* **EXTRAIT DE PAGE**:
____

Joseph Haydn
Sonates pour piano n° 33 et n° 59
L’idole méconnue
Derrière la souriante image de papa Haydn se cache un tel amoncellement de musique que presque tout le monde y perd pied, votre serviteur le premier.
Tant d’opéras, de messes, d’œuvres étranges pour des instruments encore plus étranges (baryton), des quatuors à foison, des symphonies répandues comme une joyeuse marmaille, et des sonates dont on ignore même exactement la quantité.
Haydn est une fontaine à musique, qui certes épouse son temps, depuis la tenue de laquais jusqu’aux fré-missements d’idées (l’époque du Sturm und Drang) mais qui en fait, jamais ne dévie de sa route, au risque d’une perfection monotone.
Passage obligé de la musique classique, il formalise la forme sonate, il réinvente le quatuor, le grand oratorio mais comme cela en passant, et sans jamais abandonner sa ligne de conduite : la discipline et la rigueur mariées à la joie du divertissement d’écrire.
Haydn avait tout simplement la jouissance de l’écriture musicale, une courbe fluide en lui faisait jouer toutes les mémoires de la musique, comme une eau intarissable. Voyageur des rives de son siècle, il observe les modes, s’y soumet souvent, et continue goguenard à pondre inlassablement des réservoirs de notes.
Bien sûr il a su décrire, puisqu’il fallait, le chaos en musique (début de la Création) mais là où on retrouve sa nature réelle, c’est plutôt dans cette musique claire, sans superflu, qui va de soi plutôt que vers l’autre. Ordre et beauté, logique et concision, sa liberté était dans la discipline, sa volupté dans la lumière de l’ordre.
Les sonates pour clavier sont fondamentales dans la belle forêt des oeuvres de Haydn. Elles s’étalent sur plus de quarante ans de sa vie (sans doute de 1755 à 1795) et leur nombre incertain car Haydn ne les destinaient pas à la publication. Comme des enfants aimés mais devenus encombrants il les a abandonnés dans les méandres de son chemin de créateur. En plus, certaines lui sont peut-être attribuées à tort. Qu’importe, elles sont le miroir le long du chemin d’un compositeur, un journal intime d’un compositeur extrêmement mouvant car se moulant dans toutes les modes du temps, et surtout très attentif, pour ne pas dire prisonnier des goûts de son public. Haydn voulait se faire plaisir, mais il voulait aussi plaire. Des amateurs aux élèves, en passant aux virtuoses, puis au public averti, on trouve de tout dans ses sonates ; depuis les orages préromantiques, jusqu’à cette sérénité enjouée qui fait durablement sa marque.
Pourquoi cette fascination pour une expression qui peut paraître simpliste, trop en prise avec le goût ambiant ? La première réponse sera de l’ordre émotionnel : les sonates de Haydn sont d’un blanc aveuglant par leur volubilité ailée, celles de Mozart certes, recèlent plus de neige cachée, mais elles ne font pas vraiment partie de son moi profond.
La deuxième réponse viendra des grands interprètes et de leur position par rapport à cette musique. Glenn Gould, ainsi que Vladimir Horowitz, auront consacré leur dernier disque publié de leur vivant aux sonates de Haydn.

____

* **MATÉRIEL FOURNI**:
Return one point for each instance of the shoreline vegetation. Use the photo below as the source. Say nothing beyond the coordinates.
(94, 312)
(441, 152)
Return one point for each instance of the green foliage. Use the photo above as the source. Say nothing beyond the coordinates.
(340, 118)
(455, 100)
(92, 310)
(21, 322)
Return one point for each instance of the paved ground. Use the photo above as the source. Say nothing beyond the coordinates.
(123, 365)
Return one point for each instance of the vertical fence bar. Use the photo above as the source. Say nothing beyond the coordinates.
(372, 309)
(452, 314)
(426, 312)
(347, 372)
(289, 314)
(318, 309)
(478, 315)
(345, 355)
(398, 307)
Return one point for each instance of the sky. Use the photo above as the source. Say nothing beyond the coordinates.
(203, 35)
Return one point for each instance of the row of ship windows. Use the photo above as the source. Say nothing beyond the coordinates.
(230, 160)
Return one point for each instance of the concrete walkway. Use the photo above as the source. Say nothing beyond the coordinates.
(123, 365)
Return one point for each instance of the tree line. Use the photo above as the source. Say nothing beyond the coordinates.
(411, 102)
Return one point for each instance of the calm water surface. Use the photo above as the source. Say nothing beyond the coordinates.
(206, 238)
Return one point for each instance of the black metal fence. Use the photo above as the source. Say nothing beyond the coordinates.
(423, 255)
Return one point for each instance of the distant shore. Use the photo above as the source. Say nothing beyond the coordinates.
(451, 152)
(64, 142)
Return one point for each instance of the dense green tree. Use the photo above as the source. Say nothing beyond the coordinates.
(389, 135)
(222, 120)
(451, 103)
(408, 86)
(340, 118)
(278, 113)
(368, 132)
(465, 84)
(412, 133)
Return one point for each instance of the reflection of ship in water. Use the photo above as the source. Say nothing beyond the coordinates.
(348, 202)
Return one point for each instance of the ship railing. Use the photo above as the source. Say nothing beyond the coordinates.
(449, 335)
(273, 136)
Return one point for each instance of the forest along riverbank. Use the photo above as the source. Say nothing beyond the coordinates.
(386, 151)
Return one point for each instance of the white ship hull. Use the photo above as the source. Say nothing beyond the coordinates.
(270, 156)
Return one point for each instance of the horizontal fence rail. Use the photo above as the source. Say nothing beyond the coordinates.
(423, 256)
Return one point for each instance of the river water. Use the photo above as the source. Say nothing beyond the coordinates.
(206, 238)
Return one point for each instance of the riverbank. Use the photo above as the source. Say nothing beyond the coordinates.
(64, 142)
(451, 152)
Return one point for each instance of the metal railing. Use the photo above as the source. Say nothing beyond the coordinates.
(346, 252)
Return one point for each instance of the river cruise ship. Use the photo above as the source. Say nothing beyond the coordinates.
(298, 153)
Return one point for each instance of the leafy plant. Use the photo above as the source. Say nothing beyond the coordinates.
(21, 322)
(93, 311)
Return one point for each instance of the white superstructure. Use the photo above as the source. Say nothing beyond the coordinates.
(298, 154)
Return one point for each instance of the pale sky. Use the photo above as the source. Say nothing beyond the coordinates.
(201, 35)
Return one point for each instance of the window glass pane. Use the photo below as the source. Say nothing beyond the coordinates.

____

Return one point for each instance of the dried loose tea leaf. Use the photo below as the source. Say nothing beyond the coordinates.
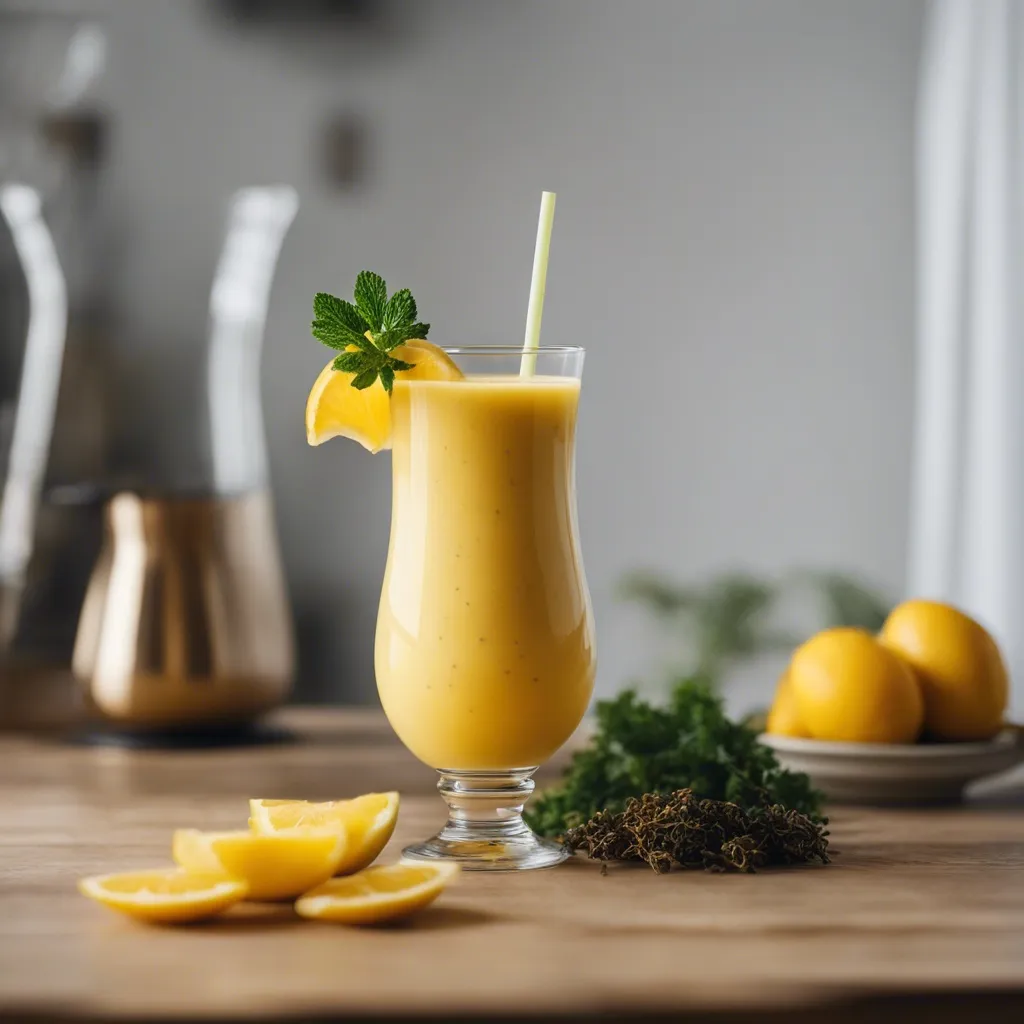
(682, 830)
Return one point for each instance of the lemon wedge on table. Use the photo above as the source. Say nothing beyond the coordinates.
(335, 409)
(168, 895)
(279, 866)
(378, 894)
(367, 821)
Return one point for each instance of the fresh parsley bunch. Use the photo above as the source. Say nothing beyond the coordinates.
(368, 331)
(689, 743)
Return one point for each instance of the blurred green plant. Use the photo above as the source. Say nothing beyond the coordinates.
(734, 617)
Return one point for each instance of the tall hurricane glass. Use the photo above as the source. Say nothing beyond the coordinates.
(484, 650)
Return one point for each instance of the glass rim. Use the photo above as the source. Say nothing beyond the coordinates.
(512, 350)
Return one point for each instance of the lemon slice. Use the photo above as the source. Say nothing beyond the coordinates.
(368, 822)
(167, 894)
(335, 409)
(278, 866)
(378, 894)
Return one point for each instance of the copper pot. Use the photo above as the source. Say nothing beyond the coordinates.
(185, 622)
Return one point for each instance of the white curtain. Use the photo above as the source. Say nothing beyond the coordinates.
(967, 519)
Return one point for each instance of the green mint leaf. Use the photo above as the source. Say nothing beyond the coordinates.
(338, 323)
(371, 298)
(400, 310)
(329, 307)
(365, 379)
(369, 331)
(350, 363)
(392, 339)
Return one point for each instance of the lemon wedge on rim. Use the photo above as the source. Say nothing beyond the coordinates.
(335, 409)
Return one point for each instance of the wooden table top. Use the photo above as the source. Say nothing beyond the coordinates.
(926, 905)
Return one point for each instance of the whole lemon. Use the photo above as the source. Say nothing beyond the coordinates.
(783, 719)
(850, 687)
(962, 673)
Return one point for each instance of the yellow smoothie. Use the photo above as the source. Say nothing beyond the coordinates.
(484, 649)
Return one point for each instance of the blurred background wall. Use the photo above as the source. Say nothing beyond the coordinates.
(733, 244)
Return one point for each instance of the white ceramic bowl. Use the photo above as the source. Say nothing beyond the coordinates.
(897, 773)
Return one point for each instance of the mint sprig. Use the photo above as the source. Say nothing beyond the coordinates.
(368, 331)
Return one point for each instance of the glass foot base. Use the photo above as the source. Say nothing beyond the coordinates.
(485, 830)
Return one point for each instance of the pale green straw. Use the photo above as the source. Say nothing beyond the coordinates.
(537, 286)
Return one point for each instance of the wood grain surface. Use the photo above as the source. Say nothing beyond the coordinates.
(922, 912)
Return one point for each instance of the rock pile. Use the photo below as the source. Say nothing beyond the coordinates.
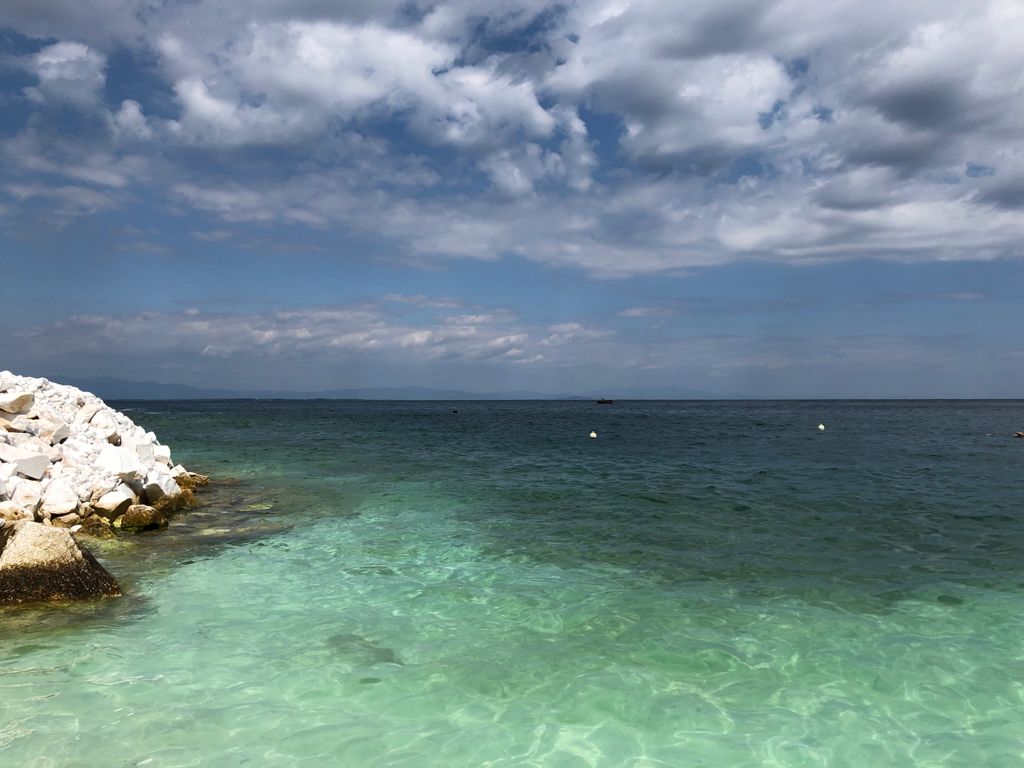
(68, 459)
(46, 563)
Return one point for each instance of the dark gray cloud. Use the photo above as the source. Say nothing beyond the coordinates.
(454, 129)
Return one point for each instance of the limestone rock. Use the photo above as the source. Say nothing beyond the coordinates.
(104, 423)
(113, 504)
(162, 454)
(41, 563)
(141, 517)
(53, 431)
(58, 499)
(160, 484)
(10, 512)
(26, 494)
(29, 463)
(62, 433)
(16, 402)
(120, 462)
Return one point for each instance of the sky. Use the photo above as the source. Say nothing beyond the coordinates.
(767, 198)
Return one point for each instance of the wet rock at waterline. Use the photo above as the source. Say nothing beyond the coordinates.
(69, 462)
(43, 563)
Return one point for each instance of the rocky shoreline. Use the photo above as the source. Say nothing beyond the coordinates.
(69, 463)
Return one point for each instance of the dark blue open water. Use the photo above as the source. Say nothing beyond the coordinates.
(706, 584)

____

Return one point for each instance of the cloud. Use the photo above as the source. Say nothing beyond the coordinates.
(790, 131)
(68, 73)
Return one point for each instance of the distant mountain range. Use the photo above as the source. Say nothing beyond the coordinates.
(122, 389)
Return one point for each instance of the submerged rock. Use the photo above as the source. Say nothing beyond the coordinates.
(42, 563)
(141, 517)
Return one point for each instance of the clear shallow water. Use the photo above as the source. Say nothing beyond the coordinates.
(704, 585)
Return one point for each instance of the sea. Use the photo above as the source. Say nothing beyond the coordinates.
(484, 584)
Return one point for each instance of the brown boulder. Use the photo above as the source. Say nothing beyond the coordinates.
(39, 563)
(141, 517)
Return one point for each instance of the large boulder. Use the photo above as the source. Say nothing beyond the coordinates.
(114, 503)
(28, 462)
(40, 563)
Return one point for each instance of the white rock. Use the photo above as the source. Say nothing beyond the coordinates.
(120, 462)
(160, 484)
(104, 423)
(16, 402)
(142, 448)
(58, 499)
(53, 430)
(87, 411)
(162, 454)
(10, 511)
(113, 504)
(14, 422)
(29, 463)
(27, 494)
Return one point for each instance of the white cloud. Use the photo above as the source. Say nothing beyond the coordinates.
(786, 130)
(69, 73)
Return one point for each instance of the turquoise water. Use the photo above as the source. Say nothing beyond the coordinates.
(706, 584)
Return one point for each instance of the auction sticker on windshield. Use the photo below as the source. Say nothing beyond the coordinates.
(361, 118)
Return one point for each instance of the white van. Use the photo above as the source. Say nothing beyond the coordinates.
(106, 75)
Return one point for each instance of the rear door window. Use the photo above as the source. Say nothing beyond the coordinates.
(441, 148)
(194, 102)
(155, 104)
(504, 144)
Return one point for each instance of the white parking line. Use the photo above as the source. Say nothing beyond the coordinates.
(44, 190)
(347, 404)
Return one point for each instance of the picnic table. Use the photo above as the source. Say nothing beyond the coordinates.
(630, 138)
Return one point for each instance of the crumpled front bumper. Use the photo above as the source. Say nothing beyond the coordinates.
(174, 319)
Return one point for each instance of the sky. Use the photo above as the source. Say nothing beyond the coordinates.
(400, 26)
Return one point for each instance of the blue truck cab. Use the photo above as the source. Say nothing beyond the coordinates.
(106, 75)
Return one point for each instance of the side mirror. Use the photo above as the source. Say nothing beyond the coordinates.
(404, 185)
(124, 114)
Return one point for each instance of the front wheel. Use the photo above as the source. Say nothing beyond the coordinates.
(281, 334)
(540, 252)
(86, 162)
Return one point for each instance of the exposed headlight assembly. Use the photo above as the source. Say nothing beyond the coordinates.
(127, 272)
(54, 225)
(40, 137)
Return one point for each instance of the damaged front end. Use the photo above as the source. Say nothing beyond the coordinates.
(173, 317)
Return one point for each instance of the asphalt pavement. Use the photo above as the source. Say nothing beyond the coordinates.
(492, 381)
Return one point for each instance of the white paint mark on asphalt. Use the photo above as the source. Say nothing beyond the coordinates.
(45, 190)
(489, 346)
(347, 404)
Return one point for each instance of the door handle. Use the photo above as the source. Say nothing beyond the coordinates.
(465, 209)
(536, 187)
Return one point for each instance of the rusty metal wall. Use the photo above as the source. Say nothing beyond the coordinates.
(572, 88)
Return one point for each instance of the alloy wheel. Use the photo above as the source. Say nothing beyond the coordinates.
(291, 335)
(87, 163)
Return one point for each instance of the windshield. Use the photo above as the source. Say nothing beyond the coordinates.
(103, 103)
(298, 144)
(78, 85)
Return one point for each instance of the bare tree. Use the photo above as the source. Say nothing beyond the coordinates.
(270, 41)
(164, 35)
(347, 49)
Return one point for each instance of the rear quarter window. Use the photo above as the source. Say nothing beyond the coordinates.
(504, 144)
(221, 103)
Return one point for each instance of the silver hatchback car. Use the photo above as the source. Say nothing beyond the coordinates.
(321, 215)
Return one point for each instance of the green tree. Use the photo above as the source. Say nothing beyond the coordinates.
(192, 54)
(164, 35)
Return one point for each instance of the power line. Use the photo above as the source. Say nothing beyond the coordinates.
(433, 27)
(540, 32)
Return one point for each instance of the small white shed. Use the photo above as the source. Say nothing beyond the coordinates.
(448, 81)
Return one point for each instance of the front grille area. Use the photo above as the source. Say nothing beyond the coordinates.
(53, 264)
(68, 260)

____

* **À FAIRE**:
a) Dans le texte sur les sonates pour piano de Haydn, à quoi Glenn Gould et Vladimir Horowitz ont-ils consacré leur dernier disque publié de leur vivant ?
b) Recopiez le passage du texte sur les sonates pour piano de Haydn, de « Tant d’opéras, de » à « exactement la quantité. ».
c) Reprenez le texte sur les sonates pour piano de Haydn là où il s'arrête et écrivez la suite.

* **RÉPONSES PAR CONSIGNE**:
a) Aux sonates de Haydn.

b)
Tant d’opéras, de messes, d’œuvres étranges pour des instruments encore plus étranges (baryton), des quatuors à foison, des symphonies répandues comme une joyeuse marmaille, et des sonates dont on ignore même exactement la quantité.

c)
Gould "qui ne s’occupait que des choses qu’il voulait réellement faire et qui avaient une profonde résonance en lui", ne pouvait aller vers la fin programmée de sa carrière de pianiste de studio que vers une passion. Cette passion sera Haydn. Notons qu’à treize ans, il avait baptisé son poisson rouge Haydn. Gould a voulu enregistrer l’intégrale des sonates de Haydn alors qu’il a allegrement massacré Mozart et Beethoven - "Les sonates de Haydn représentent pour moi un domaine beaucoup plus vaste que celles de Mozart, surtout pour leur contenu musical et expérimental".
On peut rapprocher cette opinion de celle de Christopher Hogwood - "Je préfère de loin Haydn à Mozart. Pourquoi ? Parce que Haydn c’est comme dans les émissions de cuisines à la télé, il montre les ingrédients et cuit sous vos yeux, alors que Mozart fait tout en cachette, et quand il sort de la cuisine, c’est déjà prêt".
Gould qui détestait la période baroque a déclaré également sur Haydn "c’est la seule musique de soir qui m’ait fait asseoir au piano et jouer pour mon plaisir".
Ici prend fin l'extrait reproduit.